Job: Reproduce every line of the rows below, requests included, and offset each pixel coordinate in the answer points by -138. Omit the pictures from your output.

Records supplied:
◇ ◇ ◇
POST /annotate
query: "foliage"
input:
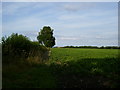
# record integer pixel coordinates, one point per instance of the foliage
(15, 45)
(19, 46)
(102, 47)
(45, 37)
(67, 68)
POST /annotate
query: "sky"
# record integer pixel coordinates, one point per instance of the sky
(74, 23)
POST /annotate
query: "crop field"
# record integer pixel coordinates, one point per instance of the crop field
(67, 68)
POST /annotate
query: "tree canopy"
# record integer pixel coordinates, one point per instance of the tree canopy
(46, 37)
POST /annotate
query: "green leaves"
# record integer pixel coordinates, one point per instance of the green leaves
(45, 37)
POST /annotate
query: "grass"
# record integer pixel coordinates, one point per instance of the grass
(67, 68)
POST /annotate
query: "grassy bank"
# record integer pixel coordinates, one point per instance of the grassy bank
(67, 68)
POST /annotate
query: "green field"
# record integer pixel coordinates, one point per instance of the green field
(67, 68)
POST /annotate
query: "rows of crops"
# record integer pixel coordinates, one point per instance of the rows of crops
(67, 68)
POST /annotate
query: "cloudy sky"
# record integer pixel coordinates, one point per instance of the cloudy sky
(74, 23)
◇ ◇ ◇
Completed exercise:
POST /annotate
query: "foliage"
input:
# record integer pixel coordinates, one point per instance of the foliage
(-123, -93)
(-119, -92)
(-36, -91)
(-93, -101)
(-71, -70)
POST /annotate
query: "sky"
# record integer pixel coordinates, one point per instance of the sky
(-64, -115)
POST /annotate
query: "crop field"
# record integer pixel coordinates, one point per instance of the crop field
(-71, -70)
POST /annotate
query: "tree canopy"
# record integer pixel coordinates, one point per instance of the tree canopy
(-92, -101)
POST /annotate
query: "green leaves"
# record integer pixel coordinates, one point per instance of the green leaves
(-93, -101)
POST /annotate
query: "grass"
# record integer pixel coordinates, one point per instance of the grass
(-71, -70)
POST /annotate
query: "grassy bank"
# record integer pixel coordinates, one point per instance of the grassy bank
(-71, -70)
POST /annotate
query: "green field"
# record integer pixel coordinates, one point per instance of the green field
(-71, -70)
POST /annotate
query: "rows of crops"
# record integer pixel coordinates, one point per instance of the rows of crops
(-71, -70)
POST /annotate
query: "cloudy sky"
# record integer pixel coordinates, one point per instance of the cloudy sky
(-64, -115)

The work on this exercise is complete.